-- BEGIN Dataset rows --
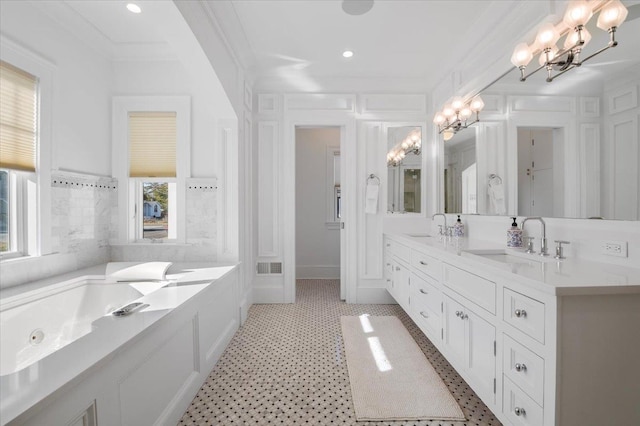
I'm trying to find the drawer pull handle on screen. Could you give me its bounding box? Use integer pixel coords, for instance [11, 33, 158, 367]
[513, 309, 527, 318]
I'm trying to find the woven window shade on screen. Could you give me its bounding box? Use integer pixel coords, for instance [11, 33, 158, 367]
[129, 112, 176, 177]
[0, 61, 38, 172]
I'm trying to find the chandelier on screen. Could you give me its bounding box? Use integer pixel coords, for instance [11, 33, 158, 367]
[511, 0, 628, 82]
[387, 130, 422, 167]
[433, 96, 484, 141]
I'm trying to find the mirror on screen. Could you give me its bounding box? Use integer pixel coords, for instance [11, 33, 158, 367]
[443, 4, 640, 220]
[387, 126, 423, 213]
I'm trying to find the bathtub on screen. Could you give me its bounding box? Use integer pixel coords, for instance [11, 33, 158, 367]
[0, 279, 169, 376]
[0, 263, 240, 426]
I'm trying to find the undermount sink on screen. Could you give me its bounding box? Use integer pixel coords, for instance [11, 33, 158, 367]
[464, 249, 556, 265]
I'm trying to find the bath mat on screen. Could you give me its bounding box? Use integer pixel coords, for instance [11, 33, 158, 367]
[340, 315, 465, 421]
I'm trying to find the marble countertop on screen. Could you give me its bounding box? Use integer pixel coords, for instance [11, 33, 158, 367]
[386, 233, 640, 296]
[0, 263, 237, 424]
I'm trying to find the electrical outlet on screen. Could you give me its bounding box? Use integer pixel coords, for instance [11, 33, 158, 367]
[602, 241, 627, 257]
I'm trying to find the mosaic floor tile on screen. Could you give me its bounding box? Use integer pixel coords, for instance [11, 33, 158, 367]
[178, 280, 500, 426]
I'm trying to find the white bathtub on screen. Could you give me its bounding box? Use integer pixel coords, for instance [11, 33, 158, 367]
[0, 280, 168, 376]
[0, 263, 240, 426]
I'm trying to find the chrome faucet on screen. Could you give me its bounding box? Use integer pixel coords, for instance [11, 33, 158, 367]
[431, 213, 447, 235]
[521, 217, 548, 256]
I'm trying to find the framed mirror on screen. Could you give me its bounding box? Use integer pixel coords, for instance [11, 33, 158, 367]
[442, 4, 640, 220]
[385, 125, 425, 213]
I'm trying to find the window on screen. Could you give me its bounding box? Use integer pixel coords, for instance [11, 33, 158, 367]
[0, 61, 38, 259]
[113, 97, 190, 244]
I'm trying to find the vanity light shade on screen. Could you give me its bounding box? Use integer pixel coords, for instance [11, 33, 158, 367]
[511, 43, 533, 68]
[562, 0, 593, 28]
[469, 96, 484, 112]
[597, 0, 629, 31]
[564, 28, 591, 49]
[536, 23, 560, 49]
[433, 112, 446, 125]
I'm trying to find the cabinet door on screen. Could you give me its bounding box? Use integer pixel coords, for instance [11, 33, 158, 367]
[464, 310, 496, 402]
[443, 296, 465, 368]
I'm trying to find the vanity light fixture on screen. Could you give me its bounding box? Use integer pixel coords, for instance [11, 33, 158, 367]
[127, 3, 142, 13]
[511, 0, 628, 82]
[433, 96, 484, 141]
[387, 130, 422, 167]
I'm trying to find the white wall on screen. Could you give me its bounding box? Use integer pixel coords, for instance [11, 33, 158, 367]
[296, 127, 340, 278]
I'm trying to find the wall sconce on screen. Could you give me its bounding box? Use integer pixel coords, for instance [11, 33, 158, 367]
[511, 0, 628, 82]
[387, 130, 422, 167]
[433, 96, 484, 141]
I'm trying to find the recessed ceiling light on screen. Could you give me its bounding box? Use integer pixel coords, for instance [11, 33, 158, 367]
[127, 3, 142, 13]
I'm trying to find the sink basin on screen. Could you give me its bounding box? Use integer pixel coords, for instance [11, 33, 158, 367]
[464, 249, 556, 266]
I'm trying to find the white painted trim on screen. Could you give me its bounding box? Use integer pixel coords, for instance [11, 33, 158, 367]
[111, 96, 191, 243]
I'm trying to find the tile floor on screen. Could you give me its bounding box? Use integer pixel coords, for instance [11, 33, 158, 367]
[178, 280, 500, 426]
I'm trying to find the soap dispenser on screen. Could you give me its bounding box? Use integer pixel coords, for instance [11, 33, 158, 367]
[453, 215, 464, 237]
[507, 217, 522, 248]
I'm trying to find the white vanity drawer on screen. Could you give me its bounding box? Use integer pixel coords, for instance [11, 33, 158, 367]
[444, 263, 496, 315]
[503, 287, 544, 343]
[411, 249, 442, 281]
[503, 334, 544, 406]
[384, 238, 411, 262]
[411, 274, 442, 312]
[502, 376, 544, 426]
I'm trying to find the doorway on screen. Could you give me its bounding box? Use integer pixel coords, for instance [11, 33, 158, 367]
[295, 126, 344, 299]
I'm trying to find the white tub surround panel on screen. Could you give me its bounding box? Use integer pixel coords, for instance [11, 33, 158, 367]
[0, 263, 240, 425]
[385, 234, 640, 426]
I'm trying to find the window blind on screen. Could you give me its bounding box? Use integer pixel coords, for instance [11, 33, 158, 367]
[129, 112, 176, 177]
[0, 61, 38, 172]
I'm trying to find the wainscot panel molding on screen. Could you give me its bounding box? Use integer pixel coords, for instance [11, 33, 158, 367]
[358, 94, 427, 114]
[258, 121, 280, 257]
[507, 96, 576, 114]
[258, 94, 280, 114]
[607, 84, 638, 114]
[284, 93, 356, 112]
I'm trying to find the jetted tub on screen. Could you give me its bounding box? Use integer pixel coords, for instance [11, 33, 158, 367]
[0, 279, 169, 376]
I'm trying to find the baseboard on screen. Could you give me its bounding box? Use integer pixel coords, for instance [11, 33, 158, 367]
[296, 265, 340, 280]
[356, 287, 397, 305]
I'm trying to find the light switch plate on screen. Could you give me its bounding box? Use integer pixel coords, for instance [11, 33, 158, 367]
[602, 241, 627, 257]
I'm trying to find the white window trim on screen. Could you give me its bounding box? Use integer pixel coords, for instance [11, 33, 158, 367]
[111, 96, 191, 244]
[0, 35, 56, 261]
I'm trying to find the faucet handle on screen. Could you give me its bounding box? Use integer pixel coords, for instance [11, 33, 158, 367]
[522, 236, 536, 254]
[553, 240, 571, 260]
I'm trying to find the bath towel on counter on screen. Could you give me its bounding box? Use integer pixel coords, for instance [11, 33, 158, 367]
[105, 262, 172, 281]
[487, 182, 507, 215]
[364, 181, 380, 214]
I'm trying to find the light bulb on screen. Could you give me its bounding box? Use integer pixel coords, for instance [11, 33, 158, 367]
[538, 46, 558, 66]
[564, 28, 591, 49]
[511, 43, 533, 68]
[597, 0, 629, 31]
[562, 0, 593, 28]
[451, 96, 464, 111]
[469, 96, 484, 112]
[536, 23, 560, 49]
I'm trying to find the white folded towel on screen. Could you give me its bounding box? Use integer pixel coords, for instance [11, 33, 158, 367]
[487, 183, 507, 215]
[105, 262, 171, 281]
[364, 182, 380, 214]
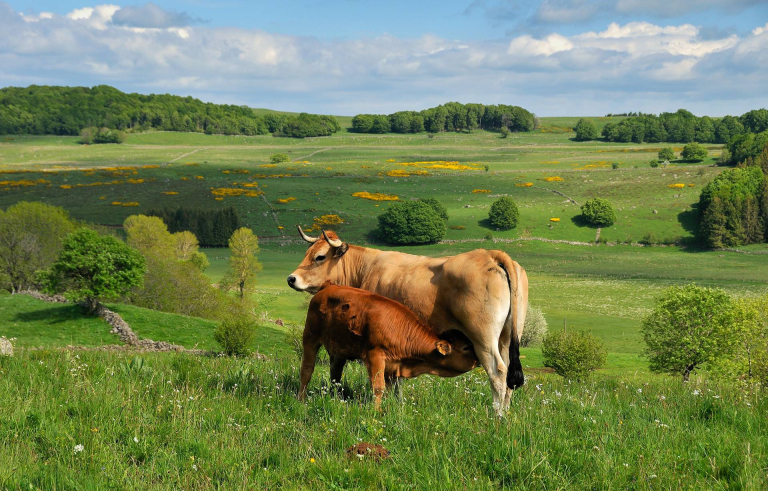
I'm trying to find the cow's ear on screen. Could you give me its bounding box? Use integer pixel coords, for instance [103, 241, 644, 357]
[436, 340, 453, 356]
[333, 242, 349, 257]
-- END Dataset rows --
• _Directive_
Find every line in the items above that contains the word "panel", treating uppercase and lowercase as different, and copy each of those lines in full.

• _Response to this task_
I'm trying to find the white tub surround panel on screen. Could you give me its bounding box? Use integer pixel coords, for instance [11, 33, 158, 367]
I'm trying to find the wainscot panel molding on screen. Could you give me its bounding box? Use integer pixel coords, for instance [11, 33, 158, 367]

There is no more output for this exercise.